List every line of the records below that contains the string "black", treating uppercase and lowercase letters as distinct.

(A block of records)
* * * * * * * * *
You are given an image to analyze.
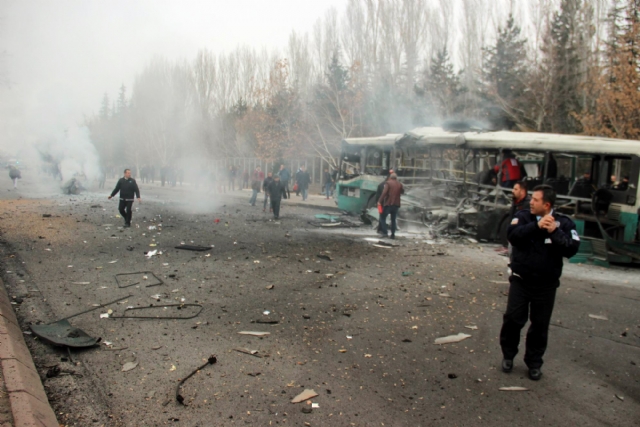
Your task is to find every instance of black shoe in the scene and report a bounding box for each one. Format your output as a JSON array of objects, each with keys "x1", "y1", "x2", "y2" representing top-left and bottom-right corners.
[{"x1": 529, "y1": 368, "x2": 542, "y2": 381}]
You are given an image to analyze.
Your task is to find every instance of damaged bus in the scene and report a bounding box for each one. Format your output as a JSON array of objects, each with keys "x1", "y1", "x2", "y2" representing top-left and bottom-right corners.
[{"x1": 336, "y1": 128, "x2": 640, "y2": 265}]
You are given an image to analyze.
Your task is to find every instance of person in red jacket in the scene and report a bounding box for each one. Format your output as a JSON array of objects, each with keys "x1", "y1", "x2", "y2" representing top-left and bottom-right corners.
[{"x1": 500, "y1": 150, "x2": 527, "y2": 188}]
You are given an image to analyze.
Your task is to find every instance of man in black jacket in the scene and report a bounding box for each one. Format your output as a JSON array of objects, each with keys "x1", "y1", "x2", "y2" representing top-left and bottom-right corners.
[
  {"x1": 262, "y1": 172, "x2": 273, "y2": 212},
  {"x1": 109, "y1": 169, "x2": 142, "y2": 227},
  {"x1": 500, "y1": 185, "x2": 580, "y2": 381},
  {"x1": 267, "y1": 175, "x2": 287, "y2": 219}
]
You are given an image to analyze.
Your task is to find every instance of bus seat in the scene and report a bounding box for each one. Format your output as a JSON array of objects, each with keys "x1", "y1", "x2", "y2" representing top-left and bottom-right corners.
[{"x1": 546, "y1": 177, "x2": 569, "y2": 194}]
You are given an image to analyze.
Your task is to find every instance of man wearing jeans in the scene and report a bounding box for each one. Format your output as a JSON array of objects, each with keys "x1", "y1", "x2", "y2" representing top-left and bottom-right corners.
[
  {"x1": 378, "y1": 173, "x2": 404, "y2": 239},
  {"x1": 500, "y1": 185, "x2": 580, "y2": 381},
  {"x1": 109, "y1": 169, "x2": 142, "y2": 227},
  {"x1": 322, "y1": 168, "x2": 333, "y2": 200}
]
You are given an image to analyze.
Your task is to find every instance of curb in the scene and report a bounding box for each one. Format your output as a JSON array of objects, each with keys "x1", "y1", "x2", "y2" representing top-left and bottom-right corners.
[{"x1": 0, "y1": 280, "x2": 60, "y2": 427}]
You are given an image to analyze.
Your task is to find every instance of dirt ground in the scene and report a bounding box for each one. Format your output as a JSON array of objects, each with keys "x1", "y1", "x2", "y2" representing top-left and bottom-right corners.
[{"x1": 0, "y1": 173, "x2": 640, "y2": 427}]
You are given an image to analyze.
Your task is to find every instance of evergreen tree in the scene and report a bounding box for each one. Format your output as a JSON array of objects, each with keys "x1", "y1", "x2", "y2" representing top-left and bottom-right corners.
[
  {"x1": 480, "y1": 14, "x2": 530, "y2": 129},
  {"x1": 416, "y1": 47, "x2": 466, "y2": 118},
  {"x1": 541, "y1": 0, "x2": 587, "y2": 133}
]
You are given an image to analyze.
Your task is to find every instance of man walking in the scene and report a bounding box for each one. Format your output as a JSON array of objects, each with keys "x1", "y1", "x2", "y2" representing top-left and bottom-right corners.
[
  {"x1": 249, "y1": 166, "x2": 264, "y2": 206},
  {"x1": 322, "y1": 168, "x2": 333, "y2": 200},
  {"x1": 262, "y1": 172, "x2": 273, "y2": 212},
  {"x1": 278, "y1": 165, "x2": 291, "y2": 198},
  {"x1": 378, "y1": 173, "x2": 404, "y2": 239},
  {"x1": 265, "y1": 175, "x2": 287, "y2": 219},
  {"x1": 500, "y1": 185, "x2": 580, "y2": 381},
  {"x1": 9, "y1": 165, "x2": 22, "y2": 188},
  {"x1": 298, "y1": 166, "x2": 311, "y2": 202},
  {"x1": 109, "y1": 169, "x2": 142, "y2": 227}
]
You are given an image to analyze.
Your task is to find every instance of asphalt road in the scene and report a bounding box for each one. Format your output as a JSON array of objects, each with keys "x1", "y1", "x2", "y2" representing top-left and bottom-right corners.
[{"x1": 0, "y1": 178, "x2": 640, "y2": 426}]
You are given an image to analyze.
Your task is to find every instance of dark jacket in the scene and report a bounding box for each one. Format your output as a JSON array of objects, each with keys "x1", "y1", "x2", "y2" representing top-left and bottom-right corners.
[
  {"x1": 265, "y1": 180, "x2": 287, "y2": 201},
  {"x1": 111, "y1": 177, "x2": 140, "y2": 200},
  {"x1": 322, "y1": 171, "x2": 333, "y2": 185},
  {"x1": 278, "y1": 168, "x2": 291, "y2": 181},
  {"x1": 296, "y1": 171, "x2": 311, "y2": 190},
  {"x1": 507, "y1": 210, "x2": 580, "y2": 288},
  {"x1": 509, "y1": 194, "x2": 531, "y2": 219},
  {"x1": 376, "y1": 179, "x2": 387, "y2": 203},
  {"x1": 378, "y1": 179, "x2": 404, "y2": 206},
  {"x1": 262, "y1": 176, "x2": 273, "y2": 191}
]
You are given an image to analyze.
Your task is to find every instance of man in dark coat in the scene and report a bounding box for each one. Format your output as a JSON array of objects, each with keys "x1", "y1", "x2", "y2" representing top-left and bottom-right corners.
[
  {"x1": 109, "y1": 169, "x2": 142, "y2": 227},
  {"x1": 267, "y1": 175, "x2": 287, "y2": 219},
  {"x1": 500, "y1": 185, "x2": 580, "y2": 381},
  {"x1": 297, "y1": 166, "x2": 311, "y2": 202},
  {"x1": 378, "y1": 173, "x2": 404, "y2": 239},
  {"x1": 262, "y1": 172, "x2": 273, "y2": 212},
  {"x1": 278, "y1": 165, "x2": 291, "y2": 198},
  {"x1": 9, "y1": 165, "x2": 22, "y2": 188}
]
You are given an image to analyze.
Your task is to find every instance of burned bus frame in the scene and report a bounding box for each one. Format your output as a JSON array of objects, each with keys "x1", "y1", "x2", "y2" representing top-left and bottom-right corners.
[{"x1": 337, "y1": 128, "x2": 640, "y2": 265}]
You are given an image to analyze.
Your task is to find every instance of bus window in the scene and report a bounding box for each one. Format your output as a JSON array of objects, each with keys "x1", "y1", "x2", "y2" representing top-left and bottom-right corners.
[{"x1": 364, "y1": 147, "x2": 390, "y2": 175}]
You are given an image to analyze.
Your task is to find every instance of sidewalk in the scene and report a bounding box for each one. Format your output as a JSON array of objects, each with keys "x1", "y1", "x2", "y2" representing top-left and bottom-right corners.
[{"x1": 0, "y1": 280, "x2": 59, "y2": 427}]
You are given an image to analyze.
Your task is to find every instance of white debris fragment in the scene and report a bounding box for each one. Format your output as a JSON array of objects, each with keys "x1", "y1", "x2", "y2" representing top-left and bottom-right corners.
[
  {"x1": 145, "y1": 250, "x2": 158, "y2": 258},
  {"x1": 291, "y1": 389, "x2": 318, "y2": 403},
  {"x1": 435, "y1": 332, "x2": 471, "y2": 345},
  {"x1": 238, "y1": 331, "x2": 271, "y2": 337}
]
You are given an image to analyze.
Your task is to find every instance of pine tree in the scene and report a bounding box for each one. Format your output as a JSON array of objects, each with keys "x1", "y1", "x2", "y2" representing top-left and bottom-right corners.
[
  {"x1": 581, "y1": 0, "x2": 640, "y2": 139},
  {"x1": 541, "y1": 0, "x2": 588, "y2": 133},
  {"x1": 481, "y1": 14, "x2": 529, "y2": 129},
  {"x1": 416, "y1": 47, "x2": 466, "y2": 118}
]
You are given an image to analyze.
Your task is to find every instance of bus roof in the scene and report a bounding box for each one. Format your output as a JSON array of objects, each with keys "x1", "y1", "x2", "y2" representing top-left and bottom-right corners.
[
  {"x1": 342, "y1": 133, "x2": 404, "y2": 146},
  {"x1": 344, "y1": 127, "x2": 640, "y2": 156}
]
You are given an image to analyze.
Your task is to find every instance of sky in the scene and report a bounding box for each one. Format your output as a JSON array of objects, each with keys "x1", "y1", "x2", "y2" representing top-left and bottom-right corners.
[{"x1": 0, "y1": 0, "x2": 347, "y2": 149}]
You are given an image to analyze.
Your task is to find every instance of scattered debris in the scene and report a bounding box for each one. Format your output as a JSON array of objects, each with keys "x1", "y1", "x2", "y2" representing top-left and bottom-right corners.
[
  {"x1": 111, "y1": 303, "x2": 203, "y2": 320},
  {"x1": 291, "y1": 389, "x2": 318, "y2": 403},
  {"x1": 175, "y1": 244, "x2": 211, "y2": 252},
  {"x1": 122, "y1": 360, "x2": 138, "y2": 372},
  {"x1": 234, "y1": 347, "x2": 265, "y2": 358},
  {"x1": 115, "y1": 271, "x2": 164, "y2": 289},
  {"x1": 176, "y1": 354, "x2": 218, "y2": 406},
  {"x1": 238, "y1": 331, "x2": 271, "y2": 337},
  {"x1": 435, "y1": 332, "x2": 471, "y2": 345}
]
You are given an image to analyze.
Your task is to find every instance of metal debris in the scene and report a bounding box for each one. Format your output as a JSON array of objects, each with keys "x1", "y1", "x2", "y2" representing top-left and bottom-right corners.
[
  {"x1": 238, "y1": 331, "x2": 271, "y2": 337},
  {"x1": 435, "y1": 332, "x2": 471, "y2": 345},
  {"x1": 176, "y1": 354, "x2": 218, "y2": 406},
  {"x1": 291, "y1": 389, "x2": 318, "y2": 403}
]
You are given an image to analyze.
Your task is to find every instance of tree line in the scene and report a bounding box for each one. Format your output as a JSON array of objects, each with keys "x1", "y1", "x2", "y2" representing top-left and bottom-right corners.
[{"x1": 86, "y1": 0, "x2": 640, "y2": 176}]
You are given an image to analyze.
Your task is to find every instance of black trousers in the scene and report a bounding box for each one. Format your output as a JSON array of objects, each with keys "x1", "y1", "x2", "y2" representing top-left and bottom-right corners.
[
  {"x1": 379, "y1": 206, "x2": 400, "y2": 236},
  {"x1": 500, "y1": 276, "x2": 558, "y2": 369},
  {"x1": 118, "y1": 199, "x2": 133, "y2": 224},
  {"x1": 271, "y1": 198, "x2": 282, "y2": 219}
]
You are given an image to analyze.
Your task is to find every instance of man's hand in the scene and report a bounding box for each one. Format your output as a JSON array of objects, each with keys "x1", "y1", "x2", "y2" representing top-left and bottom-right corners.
[{"x1": 543, "y1": 215, "x2": 558, "y2": 233}]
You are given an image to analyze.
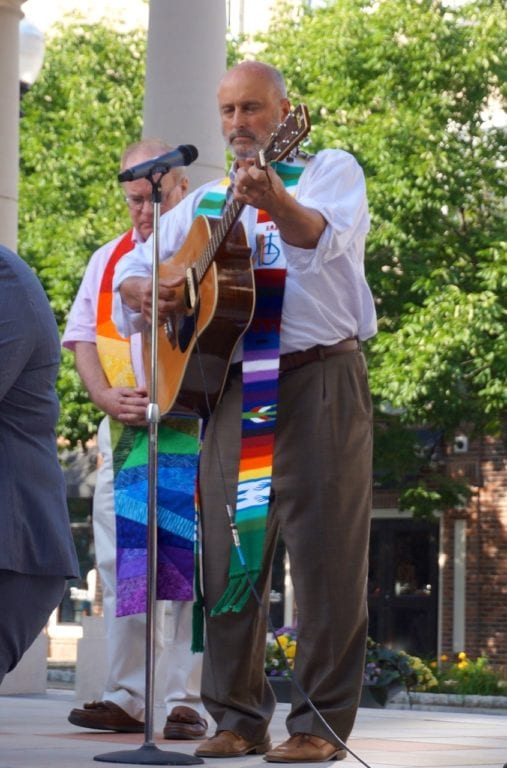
* * * * * * * * *
WRITTEN RESPONSE —
Your task is to find every instance of black shoe in the scene and report a bounding box for each one. Format your output as a JSON array of objects, each with keys "x1", "y1", "x2", "y2" representing top-left and bottom-right corners.
Your task is to find every instance of man in black jacket in the scene and report a bounding box for each one. Format your output as a JSON array of objects, each with keys "x1", "y1", "x2", "y2" representing top-left and bottom-right corners.
Your task is to find every instance of black trousers in the scene and report a bounding box for each one. Format your output as a JSON array of objects, each with keys "x1", "y1", "x2", "y2" representing top-left and bottom-right corners.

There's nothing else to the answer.